GIVEN INSTRUCTION: Repeat word for word the part of the passage on CFOs and ERP systems below that opens with the words "Why? Because whoever" and closes with "configured and implemented.".

SELECTED PASSAGE:

• • • • •

For decades, the chief financial officer has held a central, almost sacred role in corporations as the custodian of numbers and gatekeeper of truth. In the eyes of the CEO, their value goes beyond budgets and spreadsheets. It’s about their ability to forecast, interpret and influence strategic decisions using reliable data. That power didn’t just come from understanding the numbers; it came from owning the numbers. And more importantly, owning the systems that generate and control access to those numbers. 

Then came enterprise resource planning (ERP) systems; massive, expensive platforms intended to unify business processes and give everyone in the organization access to a single source of truth. But instead of democratizing information, ERP implementations often did the opposite. They reinforced the CFO’s dominance. 

Why? Because whoever leads the ERP project controls configuration, how data flows, control junctions, who sees it and how it’s interpreted. And in most companies, that person is often the CFO, as they are seen as worthy by the CEO to be given the lead for the digital transformation project, especially true in small to medium-sized businesses. This isn’t necessarily about CFOs being power-hungry; many genuinely believe that maintaining centralized financial oversight ensures data integrity and regulatory compliance. However, the result is the same: control over how the entire ERP system is configured and implemented.

• • • • •

DATA SHOWN:
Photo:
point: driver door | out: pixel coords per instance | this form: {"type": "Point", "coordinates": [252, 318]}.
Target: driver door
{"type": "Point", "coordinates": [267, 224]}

• • • • •

WRITTEN ANSWER:
Why? Because whoever leads the ERP project controls configuration, how data flows, control junctions, who sees it and how it’s interpreted. And in most companies, that person is often the CFO, as they are seen as worthy by the CEO to be given the lead for the digital transformation project, especially true in small to medium-sized businesses. This isn’t necessarily about CFOs being power-hungry; many genuinely believe that maintaining centralized financial oversight ensures data integrity and regulatory compliance. However, the result is the same: control over how the entire ERP system is configured and implemented.